[Start Data to process]
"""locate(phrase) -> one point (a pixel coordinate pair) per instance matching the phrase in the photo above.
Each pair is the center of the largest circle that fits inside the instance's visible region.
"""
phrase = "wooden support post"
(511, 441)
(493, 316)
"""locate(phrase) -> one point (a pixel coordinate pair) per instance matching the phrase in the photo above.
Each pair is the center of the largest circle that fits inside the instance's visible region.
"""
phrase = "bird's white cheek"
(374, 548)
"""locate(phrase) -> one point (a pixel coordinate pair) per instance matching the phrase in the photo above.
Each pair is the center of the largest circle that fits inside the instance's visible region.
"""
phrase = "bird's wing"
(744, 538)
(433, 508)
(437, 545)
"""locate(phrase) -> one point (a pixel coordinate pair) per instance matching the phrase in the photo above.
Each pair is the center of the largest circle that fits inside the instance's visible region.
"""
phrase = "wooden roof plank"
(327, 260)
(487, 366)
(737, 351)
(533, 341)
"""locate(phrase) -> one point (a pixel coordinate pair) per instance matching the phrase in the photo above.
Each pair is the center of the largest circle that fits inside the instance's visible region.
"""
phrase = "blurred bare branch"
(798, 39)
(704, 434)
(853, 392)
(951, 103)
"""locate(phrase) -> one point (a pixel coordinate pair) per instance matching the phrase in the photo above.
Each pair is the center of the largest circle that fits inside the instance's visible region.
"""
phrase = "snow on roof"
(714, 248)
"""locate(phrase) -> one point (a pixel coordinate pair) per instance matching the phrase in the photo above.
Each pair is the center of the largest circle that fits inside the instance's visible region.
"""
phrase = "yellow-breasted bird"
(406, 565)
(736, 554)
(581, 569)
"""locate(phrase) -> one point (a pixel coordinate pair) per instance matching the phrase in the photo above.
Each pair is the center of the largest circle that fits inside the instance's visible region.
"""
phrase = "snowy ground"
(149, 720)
[End Data to process]
What you need to do >> Copy out every line of the data above, exactly as given.

Response to this task >>
"""locate(phrase) -> one point (a pixel coordinate pair) per instance matching the phrase in the photo above.
Each pair is the center of the largest circle that fits inside the instance's visible region.
"""
phrase = "wooden support post"
(511, 441)
(493, 316)
"""locate(phrase) -> one point (a pixel coordinate pair) per instance matching the phrase in the photo above.
Each pair is the center of the largest circle that fits inside the instance's visible region.
"""
phrase = "bird's white cheek"
(374, 548)
"""locate(phrase) -> one point (a pixel coordinate pair) per instance matching the phrase in the photo above.
Each pair is the center of the largest circle that fits inside the instance's visible region.
"""
phrase = "bird's wing"
(744, 538)
(433, 508)
(437, 545)
"""locate(phrase) -> one point (a pixel coordinate pair) per instance matching the phrase in the photo above.
Each pair is the center of the largest circle that fits inside the instance's visible region.
"""
phrase = "wooden roof plank"
(327, 260)
(487, 366)
(737, 351)
(533, 341)
"""locate(phrase) -> one point (a pixel coordinate pair) per instance matching the phrase in the photo above.
Each pair is the center of the largest circle that fits inside the instance's visible region.
"""
phrase = "blurred bare branch"
(798, 39)
(704, 434)
(853, 392)
(951, 103)
"""locate(phrase) -> one point (a pixel coordinate pair) per instance matching the phrase in the photo above.
Each pair is the center of the largest circle that fits inside the instance's visible region.
"""
phrase = "snow on roof"
(714, 248)
"""locate(phrase) -> one point (a pixel coordinate pair) per instance matching the phrase in the photo above.
Each pair is the center of the largest circle that fits inside the instance's visible region.
"""
phrase = "yellow-breasted bird"
(406, 565)
(736, 554)
(581, 569)
"""locate(phrase) -> one point (a pixel coordinate pair) per instance matching the phrase in the photo above.
Each pair is the center of the largest circle that fits inside the instance's visible region.
"""
phrase = "snowy ground"
(149, 720)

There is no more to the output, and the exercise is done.